Point-per-instance localization data:

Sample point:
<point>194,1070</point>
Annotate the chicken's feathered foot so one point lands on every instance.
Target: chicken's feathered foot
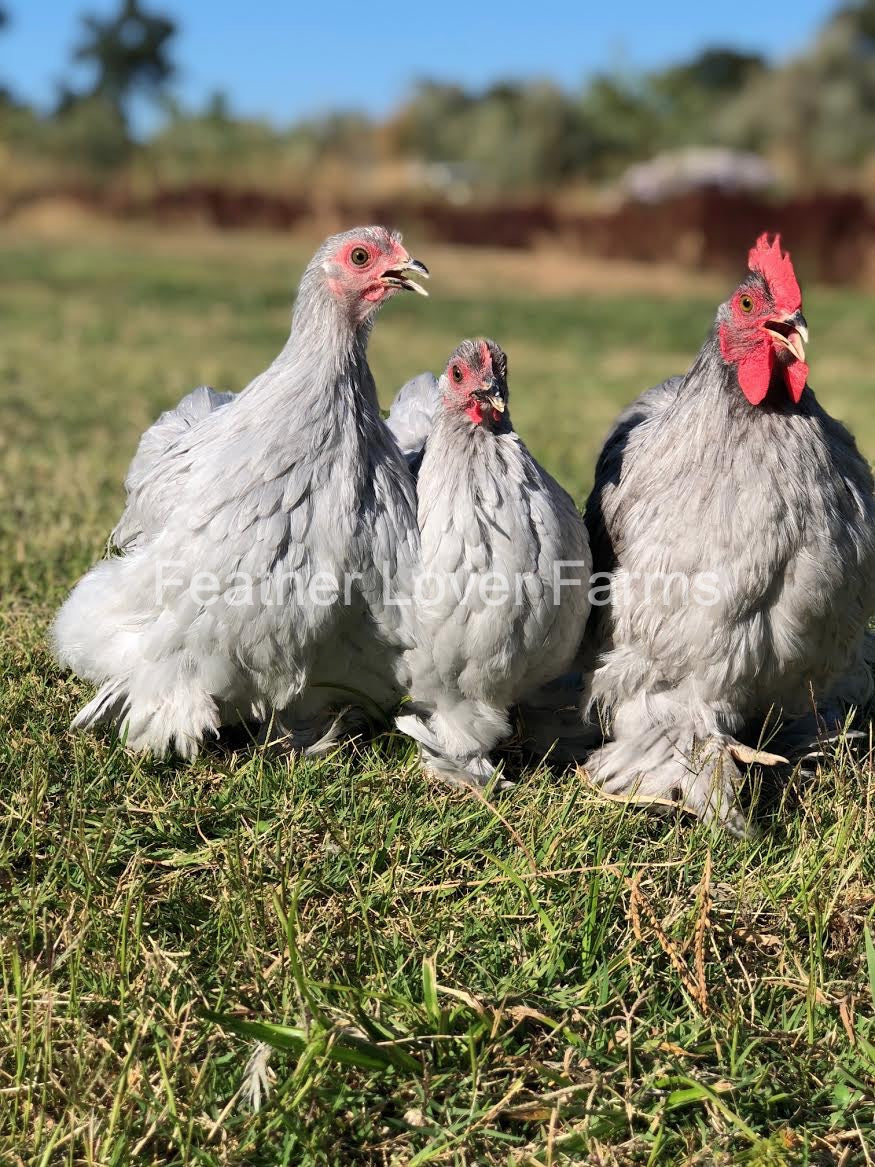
<point>463,766</point>
<point>669,768</point>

WHAT IS EXPECTED: Please reproduce the lines above from the one containing "<point>194,1070</point>" through the final line, exactly and inclusively, leaving out each picture.

WRITTEN RESPONSE:
<point>194,1070</point>
Annotate the chicken's feathered foot so one point lands on every instance.
Target: chicken's feathered foot
<point>463,766</point>
<point>669,768</point>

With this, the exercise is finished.